INSTRUCTIONS FOR THE TASK ->
Pull out every line in the rows below that contains the word "green", and match its case exactly.

-- Begin GIVEN RECORDS --

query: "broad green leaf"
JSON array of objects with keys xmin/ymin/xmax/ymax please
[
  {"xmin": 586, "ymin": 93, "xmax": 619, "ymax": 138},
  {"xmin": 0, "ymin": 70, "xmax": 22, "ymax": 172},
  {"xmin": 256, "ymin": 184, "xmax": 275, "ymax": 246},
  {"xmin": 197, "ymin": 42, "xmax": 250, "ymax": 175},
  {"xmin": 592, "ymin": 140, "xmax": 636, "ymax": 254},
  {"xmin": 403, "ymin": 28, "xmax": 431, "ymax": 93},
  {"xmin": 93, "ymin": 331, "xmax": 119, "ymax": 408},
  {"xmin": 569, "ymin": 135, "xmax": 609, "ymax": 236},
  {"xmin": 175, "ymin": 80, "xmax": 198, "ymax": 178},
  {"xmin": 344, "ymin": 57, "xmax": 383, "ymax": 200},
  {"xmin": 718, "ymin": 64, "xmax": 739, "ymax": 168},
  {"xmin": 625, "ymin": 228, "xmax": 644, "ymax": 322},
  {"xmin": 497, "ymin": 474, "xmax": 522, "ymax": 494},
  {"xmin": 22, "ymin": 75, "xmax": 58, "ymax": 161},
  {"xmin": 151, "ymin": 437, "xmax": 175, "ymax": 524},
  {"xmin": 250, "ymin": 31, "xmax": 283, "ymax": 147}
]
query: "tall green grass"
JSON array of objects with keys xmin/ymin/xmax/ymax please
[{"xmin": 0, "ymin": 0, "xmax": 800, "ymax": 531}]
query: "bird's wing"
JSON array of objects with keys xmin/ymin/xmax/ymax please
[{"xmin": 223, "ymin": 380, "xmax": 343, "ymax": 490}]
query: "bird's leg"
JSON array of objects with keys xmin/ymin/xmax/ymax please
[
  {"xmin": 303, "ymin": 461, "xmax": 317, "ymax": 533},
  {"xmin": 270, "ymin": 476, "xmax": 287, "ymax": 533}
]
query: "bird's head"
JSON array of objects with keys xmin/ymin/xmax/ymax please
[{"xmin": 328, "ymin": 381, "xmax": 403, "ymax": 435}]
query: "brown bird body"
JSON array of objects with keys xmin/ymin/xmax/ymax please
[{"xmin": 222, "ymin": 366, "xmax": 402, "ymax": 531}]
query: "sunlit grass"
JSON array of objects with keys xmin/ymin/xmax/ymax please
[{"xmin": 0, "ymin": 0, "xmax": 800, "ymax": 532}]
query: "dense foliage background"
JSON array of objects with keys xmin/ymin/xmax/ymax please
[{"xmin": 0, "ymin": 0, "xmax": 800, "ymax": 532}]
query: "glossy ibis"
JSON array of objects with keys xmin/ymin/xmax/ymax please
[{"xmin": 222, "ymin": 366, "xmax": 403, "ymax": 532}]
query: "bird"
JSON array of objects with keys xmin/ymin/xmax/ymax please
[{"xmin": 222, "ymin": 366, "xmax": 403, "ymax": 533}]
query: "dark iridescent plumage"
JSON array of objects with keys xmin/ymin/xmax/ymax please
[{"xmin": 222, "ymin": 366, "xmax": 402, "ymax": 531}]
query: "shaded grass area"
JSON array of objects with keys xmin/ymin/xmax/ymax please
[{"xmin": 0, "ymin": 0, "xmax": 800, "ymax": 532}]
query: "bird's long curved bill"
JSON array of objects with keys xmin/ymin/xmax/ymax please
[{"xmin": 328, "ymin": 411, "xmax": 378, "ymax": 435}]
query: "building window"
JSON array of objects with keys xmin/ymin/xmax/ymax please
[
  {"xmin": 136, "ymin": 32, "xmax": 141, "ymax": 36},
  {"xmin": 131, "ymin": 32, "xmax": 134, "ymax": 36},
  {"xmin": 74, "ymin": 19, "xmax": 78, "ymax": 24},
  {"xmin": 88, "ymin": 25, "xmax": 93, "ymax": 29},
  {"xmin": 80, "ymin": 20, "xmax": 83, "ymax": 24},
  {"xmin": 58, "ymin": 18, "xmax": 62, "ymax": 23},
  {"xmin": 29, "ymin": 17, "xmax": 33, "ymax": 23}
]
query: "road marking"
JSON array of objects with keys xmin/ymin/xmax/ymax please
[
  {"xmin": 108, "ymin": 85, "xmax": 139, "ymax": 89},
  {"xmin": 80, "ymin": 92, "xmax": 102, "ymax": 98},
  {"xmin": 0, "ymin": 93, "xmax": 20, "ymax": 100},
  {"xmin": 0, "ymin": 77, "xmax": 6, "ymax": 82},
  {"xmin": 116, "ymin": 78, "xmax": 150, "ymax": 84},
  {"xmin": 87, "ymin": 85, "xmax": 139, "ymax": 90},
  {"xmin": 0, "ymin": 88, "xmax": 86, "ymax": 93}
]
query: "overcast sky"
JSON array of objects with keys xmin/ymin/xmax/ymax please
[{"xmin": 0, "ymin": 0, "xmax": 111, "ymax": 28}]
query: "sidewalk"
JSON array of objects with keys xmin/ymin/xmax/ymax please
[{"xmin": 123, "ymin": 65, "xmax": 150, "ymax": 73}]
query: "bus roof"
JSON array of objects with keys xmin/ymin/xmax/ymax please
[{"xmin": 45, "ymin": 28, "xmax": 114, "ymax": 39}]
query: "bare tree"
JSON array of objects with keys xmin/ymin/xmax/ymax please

-- End GIVEN RECORDS --

REPLY TO THE EXERCISE ->
query: "broad green leaf"
query: "tall green grass"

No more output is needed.